### DESCRIZIONE DELL'ESERCIZIO
Riproduca per intero e senza alcuna modifica il testo sul popolo palestinese e l'occupazione israeliana.

### TESTO FORNITO
"""
Da oltre 70 anni il popolo palestinese tutto, sia quello che vive nella Palestina occupata, sia quello che vive fuori la Palestina, sia quello della diaspora, ovunque, vive sulla sua pelle il peso dell’occupazione israeliana che si è fatta sempre più cruenta, spietata e strisciante, forte del sostegno dell’imperialismo degli Usa e del silenzio e l’omertà tifosa di gran parte della comunità internazionale. Nonostante questo il popolo palestinese, sebbene ferito fino nel profondo della sua anima, ha lottato e lotta per affermare la sua esistenza e per strappare i suoi diritti affrontando qualsiasi difficoltà ed ostacolo, forte della sua ragione e della sua causa giusta. Il popolo palestinese ha lottato e lotta per affermare la sua esistenza che i sionisti volevano e vogliano cancellare.
Infatti, all’indomani della nascita dello stato di Israele il progetto di pulizia etnica israeliano si è palesato: l’esercito sionista e le sue bande criminali invasero la Palestina terrorizzando i suoi abitanti, bruciando i villaggi e le coltivazioni, uccidendo e massacrando, provocando decine di migliaia di morti e feriti, oltre 800 mila persone sfollate dalle loro case, più di 480 i villaggi palestinesi completamente evacuati e distrutti. Tutto ciò con l’obiettivo di annullare l’esistenza del popolo palestinese. E dal 1948 a oggi la politica di occupazione ha avuto solo ed unicamente questo obiettivo.
"""
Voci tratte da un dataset
"""
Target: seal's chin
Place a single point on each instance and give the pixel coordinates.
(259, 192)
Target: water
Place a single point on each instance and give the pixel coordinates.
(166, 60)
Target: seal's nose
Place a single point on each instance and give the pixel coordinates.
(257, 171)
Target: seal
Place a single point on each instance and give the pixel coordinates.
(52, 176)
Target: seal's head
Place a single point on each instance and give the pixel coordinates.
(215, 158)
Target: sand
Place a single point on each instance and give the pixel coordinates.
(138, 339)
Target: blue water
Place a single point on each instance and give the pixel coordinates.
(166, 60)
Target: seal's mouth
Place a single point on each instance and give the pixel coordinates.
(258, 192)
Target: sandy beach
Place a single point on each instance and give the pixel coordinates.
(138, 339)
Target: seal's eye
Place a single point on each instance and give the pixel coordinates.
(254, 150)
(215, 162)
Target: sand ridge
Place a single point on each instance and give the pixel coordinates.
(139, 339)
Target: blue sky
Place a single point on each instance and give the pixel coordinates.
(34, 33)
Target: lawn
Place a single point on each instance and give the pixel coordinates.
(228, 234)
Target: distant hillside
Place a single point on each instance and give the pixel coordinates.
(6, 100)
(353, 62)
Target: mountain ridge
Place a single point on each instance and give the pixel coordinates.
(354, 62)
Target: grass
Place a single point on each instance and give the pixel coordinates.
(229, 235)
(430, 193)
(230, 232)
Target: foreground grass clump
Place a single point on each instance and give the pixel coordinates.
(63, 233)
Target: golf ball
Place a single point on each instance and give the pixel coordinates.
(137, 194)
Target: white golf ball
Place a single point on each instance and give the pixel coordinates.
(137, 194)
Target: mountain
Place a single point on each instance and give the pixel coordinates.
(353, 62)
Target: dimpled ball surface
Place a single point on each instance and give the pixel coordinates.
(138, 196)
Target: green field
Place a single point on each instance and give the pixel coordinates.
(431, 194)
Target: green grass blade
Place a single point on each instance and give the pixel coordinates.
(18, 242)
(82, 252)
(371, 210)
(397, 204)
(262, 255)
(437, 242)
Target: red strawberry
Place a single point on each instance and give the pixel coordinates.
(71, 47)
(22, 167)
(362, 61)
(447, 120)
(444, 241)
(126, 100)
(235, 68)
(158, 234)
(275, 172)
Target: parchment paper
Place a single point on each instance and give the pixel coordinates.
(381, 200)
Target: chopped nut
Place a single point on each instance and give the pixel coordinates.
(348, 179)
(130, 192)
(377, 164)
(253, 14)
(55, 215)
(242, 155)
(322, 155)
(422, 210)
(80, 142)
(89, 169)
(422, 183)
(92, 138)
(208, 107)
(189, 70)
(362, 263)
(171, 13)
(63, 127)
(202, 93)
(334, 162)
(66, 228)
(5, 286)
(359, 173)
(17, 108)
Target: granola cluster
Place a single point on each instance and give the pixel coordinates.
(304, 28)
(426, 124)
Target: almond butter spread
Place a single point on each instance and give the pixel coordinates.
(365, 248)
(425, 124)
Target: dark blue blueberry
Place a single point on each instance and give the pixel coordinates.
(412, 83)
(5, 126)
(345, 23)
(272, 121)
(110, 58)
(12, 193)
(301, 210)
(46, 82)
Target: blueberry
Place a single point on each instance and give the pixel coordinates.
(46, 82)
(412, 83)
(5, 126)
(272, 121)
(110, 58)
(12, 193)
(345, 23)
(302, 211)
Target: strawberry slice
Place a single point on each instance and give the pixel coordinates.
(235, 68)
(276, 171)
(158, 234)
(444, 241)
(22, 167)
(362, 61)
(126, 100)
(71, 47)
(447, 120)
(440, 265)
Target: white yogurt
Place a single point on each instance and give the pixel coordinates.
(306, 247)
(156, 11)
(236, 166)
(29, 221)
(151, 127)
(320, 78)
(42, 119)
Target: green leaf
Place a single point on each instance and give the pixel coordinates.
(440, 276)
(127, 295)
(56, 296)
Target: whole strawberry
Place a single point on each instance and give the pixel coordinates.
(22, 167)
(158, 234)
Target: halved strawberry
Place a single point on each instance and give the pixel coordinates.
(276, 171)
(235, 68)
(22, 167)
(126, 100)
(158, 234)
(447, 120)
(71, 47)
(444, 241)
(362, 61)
"""
"""
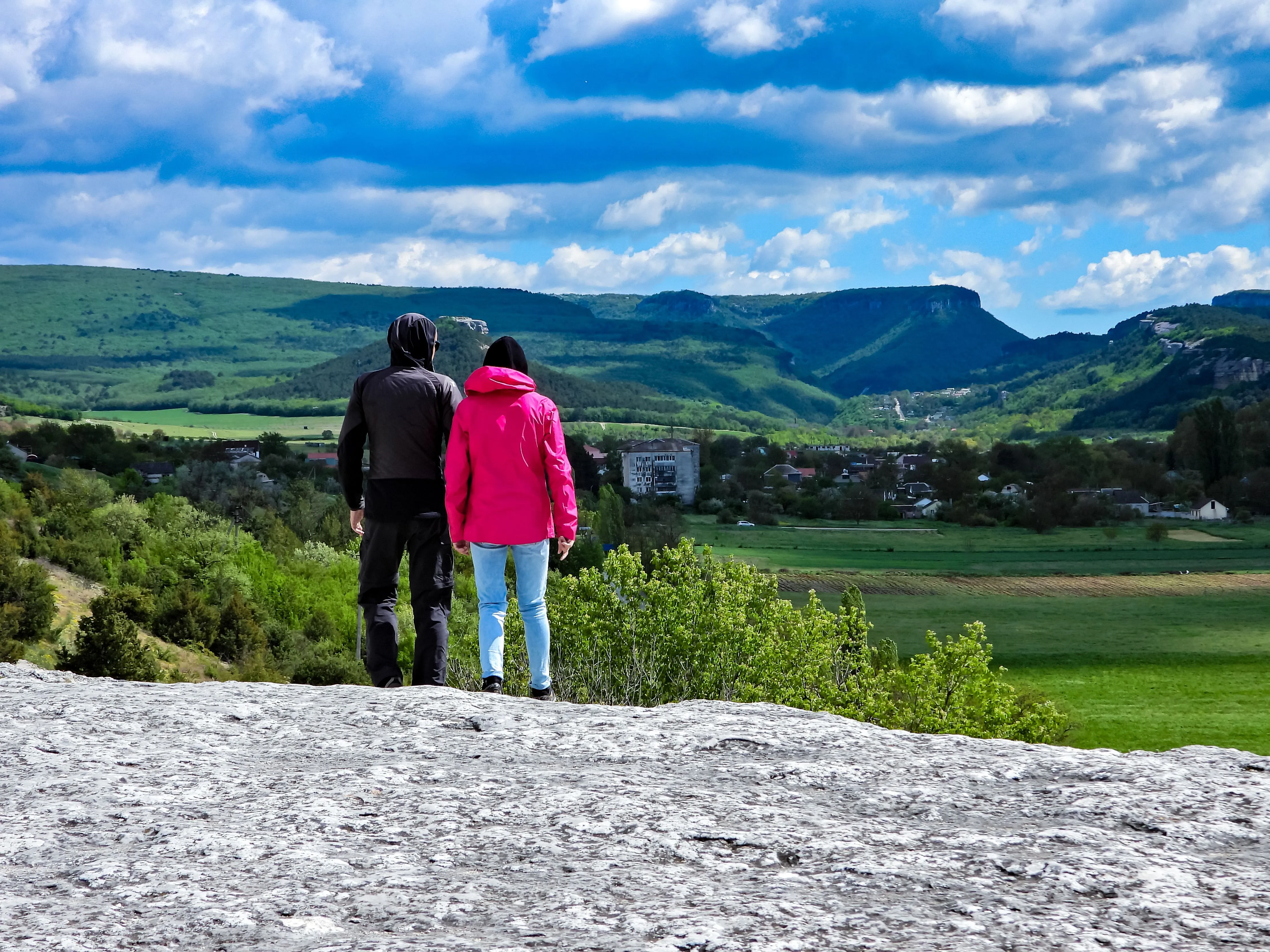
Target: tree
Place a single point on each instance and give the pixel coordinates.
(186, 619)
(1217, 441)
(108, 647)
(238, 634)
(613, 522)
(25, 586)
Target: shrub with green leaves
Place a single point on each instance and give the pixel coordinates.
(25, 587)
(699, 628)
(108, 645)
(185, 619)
"""
"""
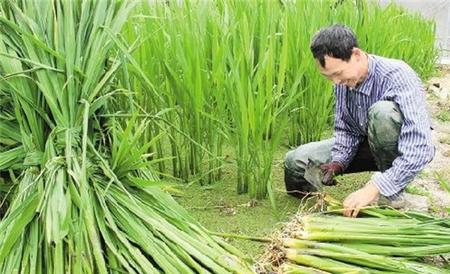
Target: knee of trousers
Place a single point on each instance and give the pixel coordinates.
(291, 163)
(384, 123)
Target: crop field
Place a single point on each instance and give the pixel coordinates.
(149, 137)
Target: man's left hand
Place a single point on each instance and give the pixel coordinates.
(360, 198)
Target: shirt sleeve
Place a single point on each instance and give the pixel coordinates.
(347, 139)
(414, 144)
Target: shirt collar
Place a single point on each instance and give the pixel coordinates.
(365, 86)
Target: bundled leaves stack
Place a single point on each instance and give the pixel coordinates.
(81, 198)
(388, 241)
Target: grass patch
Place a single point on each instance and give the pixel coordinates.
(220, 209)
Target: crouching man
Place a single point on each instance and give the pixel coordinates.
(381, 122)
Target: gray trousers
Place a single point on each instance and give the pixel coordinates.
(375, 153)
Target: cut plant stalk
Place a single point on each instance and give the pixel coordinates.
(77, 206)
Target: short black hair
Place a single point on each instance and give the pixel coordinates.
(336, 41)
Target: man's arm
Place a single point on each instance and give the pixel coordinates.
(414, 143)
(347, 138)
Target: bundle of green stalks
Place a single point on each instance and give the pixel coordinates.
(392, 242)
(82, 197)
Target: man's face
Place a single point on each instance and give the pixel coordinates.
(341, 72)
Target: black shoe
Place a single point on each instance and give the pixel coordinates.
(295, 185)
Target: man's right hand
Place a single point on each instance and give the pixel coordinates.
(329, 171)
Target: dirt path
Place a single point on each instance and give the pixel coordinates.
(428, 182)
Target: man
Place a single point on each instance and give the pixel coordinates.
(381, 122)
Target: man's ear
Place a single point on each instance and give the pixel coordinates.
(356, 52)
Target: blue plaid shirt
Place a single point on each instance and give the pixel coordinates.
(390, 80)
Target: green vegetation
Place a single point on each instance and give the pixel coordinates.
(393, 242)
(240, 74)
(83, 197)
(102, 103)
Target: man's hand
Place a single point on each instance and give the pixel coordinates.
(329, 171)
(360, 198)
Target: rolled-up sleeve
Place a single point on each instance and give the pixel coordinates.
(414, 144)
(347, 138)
"""
### LA RISPOSTA
Da oltre 70 anni il popolo palestinese tutto, sia quello che vive nella Palestina occupata, sia quello che vive fuori la Palestina, sia quello della diaspora, ovunque, vive sulla sua pelle il peso dell’occupazione israeliana che si è fatta sempre più cruenta, spietata e strisciante, forte del sostegno dell’imperialismo degli Usa e del silenzio e l’omertà tifosa di gran parte della comunità internazionale. Nonostante questo il popolo palestinese, sebbene ferito fino nel profondo della sua anima, ha lottato e lotta per affermare la sua esistenza e per strappare i suoi diritti affrontando qualsiasi difficoltà ed ostacolo, forte della sua ragione e della sua causa giusta. Il popolo palestinese ha lottato e lotta per affermare la sua esistenza che i sionisti volevano e vogliano cancellare.
Infatti, all’indomani della nascita dello stato di Israele il progetto di pulizia etnica israeliano si è palesato: l’esercito sionista e le sue bande criminali invasero la Palestina terrorizzando i suoi abitanti, bruciando i villaggi e le coltivazioni, uccidendo e massacrando, provocando decine di migliaia di morti e feriti, oltre 800 mila persone sfollate dalle loro case, più di 480 i villaggi palestinesi completamente evacuati e distrutti. Tutto ciò con l’obiettivo di annullare l’esistenza del popolo palestinese. E dal 1948 a oggi la politica di occupazione ha avuto solo ed unicamente questo obiettivo.